### PROBLEM REQUIREMENTS:
Each line below should be repeated exactly, but no picture should be carried over.

### DATASET ENTRIES:

══════════

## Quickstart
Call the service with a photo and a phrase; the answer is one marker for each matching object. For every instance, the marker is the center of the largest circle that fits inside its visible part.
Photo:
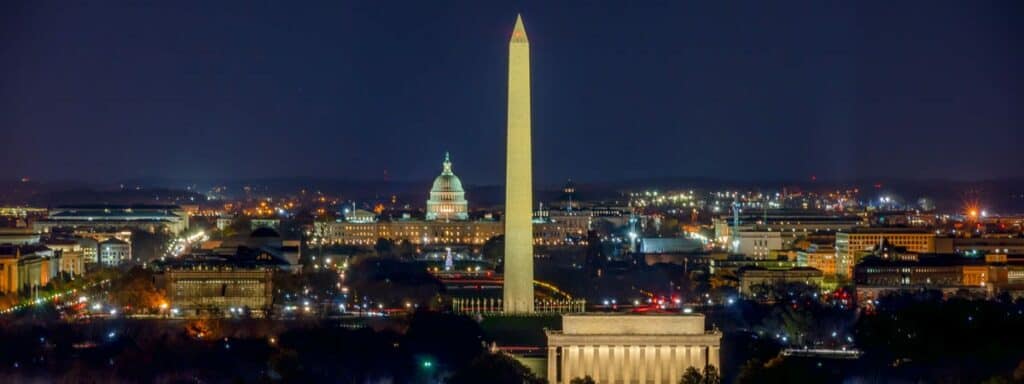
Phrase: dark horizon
(192, 90)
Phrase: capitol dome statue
(448, 200)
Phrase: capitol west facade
(446, 222)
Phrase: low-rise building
(852, 245)
(116, 217)
(214, 285)
(26, 267)
(114, 252)
(753, 276)
(630, 348)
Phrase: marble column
(552, 364)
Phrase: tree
(384, 248)
(595, 259)
(692, 376)
(495, 369)
(146, 246)
(407, 250)
(136, 291)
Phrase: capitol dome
(448, 200)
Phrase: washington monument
(518, 181)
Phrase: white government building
(630, 348)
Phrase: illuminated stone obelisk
(518, 181)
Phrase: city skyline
(726, 94)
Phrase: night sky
(108, 90)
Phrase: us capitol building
(448, 200)
(446, 222)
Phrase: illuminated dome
(448, 200)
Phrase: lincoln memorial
(630, 348)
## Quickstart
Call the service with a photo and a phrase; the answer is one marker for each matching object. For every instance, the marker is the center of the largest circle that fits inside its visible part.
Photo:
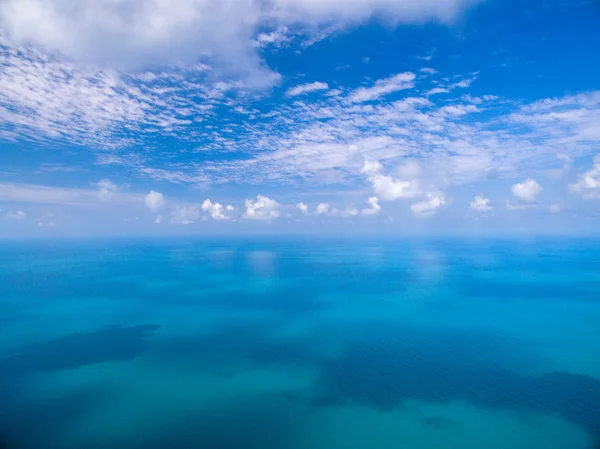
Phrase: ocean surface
(300, 344)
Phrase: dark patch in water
(439, 422)
(41, 423)
(389, 368)
(110, 344)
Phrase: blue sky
(299, 116)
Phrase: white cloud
(383, 87)
(16, 215)
(216, 210)
(264, 208)
(519, 207)
(588, 184)
(155, 201)
(350, 211)
(565, 169)
(277, 38)
(302, 208)
(387, 187)
(126, 33)
(481, 204)
(374, 206)
(430, 206)
(185, 214)
(527, 190)
(40, 194)
(106, 189)
(555, 208)
(306, 88)
(322, 209)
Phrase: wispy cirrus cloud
(306, 88)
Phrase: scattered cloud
(374, 206)
(306, 88)
(481, 204)
(429, 206)
(401, 81)
(588, 184)
(185, 214)
(386, 186)
(47, 222)
(527, 190)
(106, 189)
(302, 208)
(216, 210)
(155, 201)
(18, 215)
(138, 33)
(323, 209)
(565, 169)
(264, 208)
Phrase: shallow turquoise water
(299, 343)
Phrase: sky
(183, 117)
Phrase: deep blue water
(300, 343)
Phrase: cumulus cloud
(264, 208)
(302, 208)
(184, 214)
(322, 209)
(429, 206)
(155, 201)
(565, 169)
(527, 190)
(306, 88)
(216, 210)
(386, 186)
(350, 211)
(588, 184)
(481, 204)
(106, 189)
(383, 87)
(18, 215)
(374, 206)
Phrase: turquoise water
(297, 344)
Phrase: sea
(300, 343)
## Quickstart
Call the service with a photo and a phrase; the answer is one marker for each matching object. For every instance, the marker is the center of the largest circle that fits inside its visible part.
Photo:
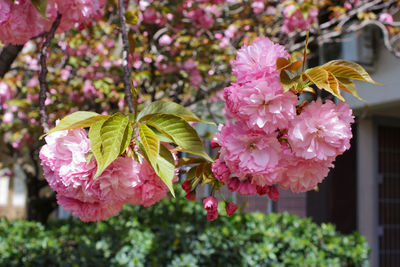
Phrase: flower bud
(273, 193)
(230, 208)
(210, 203)
(186, 186)
(212, 215)
(262, 190)
(214, 143)
(191, 196)
(233, 184)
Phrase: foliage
(158, 236)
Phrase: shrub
(175, 232)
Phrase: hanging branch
(125, 57)
(44, 87)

══════════

### REPLY TO THE EXERCISE:
## Quickstart
Call the service with a photo and a phrase; the answer is one marker for each matching object. For every instance, the marker is the center of the largest circle that fits inside its visible part.
Photo:
Phrase: dark horizon
(192, 90)
Phrase: capitol dome statue
(448, 200)
Phrase: capitol west facade
(446, 222)
Phrase: low-rise building
(852, 245)
(116, 217)
(214, 285)
(26, 267)
(114, 252)
(753, 276)
(630, 348)
Phrase: marble column
(552, 364)
Phrase: tree
(384, 248)
(595, 259)
(692, 376)
(495, 369)
(146, 246)
(407, 250)
(136, 291)
Phrase: capitol dome
(448, 200)
Phrase: washington monument
(518, 181)
Phrase: white government building
(630, 348)
Phrase: illuminated stone obelisk
(518, 181)
Phrase: city skyline
(726, 94)
Phrase: night sky
(108, 90)
Phrase: us capitol building
(448, 200)
(446, 222)
Phrase: illuminated dome
(448, 200)
Phrase: lincoln memorial
(630, 348)
## Quickstart
Call the service with a photo and a phrase; the answer is one marker for each matching object. For every instance, the marker is the center of the largest circle that fits inside its visible part.
Photo:
Phrase: ocean surface
(300, 344)
Phrase: dark patch in water
(439, 422)
(41, 423)
(389, 368)
(110, 344)
Phrase: blue sky
(299, 116)
Phrase: white cloud
(383, 87)
(16, 215)
(216, 210)
(264, 208)
(519, 207)
(588, 184)
(155, 201)
(350, 211)
(565, 169)
(277, 38)
(302, 208)
(387, 187)
(126, 33)
(481, 204)
(374, 206)
(430, 206)
(185, 214)
(527, 190)
(40, 194)
(106, 189)
(555, 208)
(306, 88)
(322, 209)
Phrase: wispy cirrus cloud
(306, 88)
Phrase: scattered cloud
(374, 206)
(306, 88)
(481, 204)
(429, 206)
(401, 81)
(588, 184)
(185, 214)
(386, 186)
(47, 222)
(527, 190)
(106, 189)
(302, 208)
(216, 210)
(155, 201)
(18, 215)
(138, 33)
(323, 209)
(565, 169)
(264, 208)
Phrase: shallow turquoise water
(299, 343)
Phrase: sky
(183, 117)
Phrase: deep blue water
(300, 343)
Phrase: cumulus cloud
(264, 208)
(302, 208)
(184, 214)
(322, 209)
(429, 206)
(155, 201)
(565, 169)
(527, 190)
(306, 88)
(216, 210)
(386, 186)
(350, 211)
(588, 184)
(481, 204)
(106, 189)
(383, 87)
(18, 215)
(374, 206)
Phrase: turquoise water
(297, 344)
Phrase: sea
(300, 343)
## Quickstart
Call the service with a photo and a phrase; the answer is one marker for each matching object. For every instance, the marker is the center of the largest circle that fits inside its visible part.
Photo:
Phrase: flower bud
(273, 193)
(230, 208)
(210, 203)
(186, 186)
(212, 215)
(262, 190)
(214, 143)
(191, 196)
(233, 184)
Phrase: foliage
(158, 236)
Phrase: shrub
(175, 232)
Phrase: hanging branch
(125, 57)
(44, 87)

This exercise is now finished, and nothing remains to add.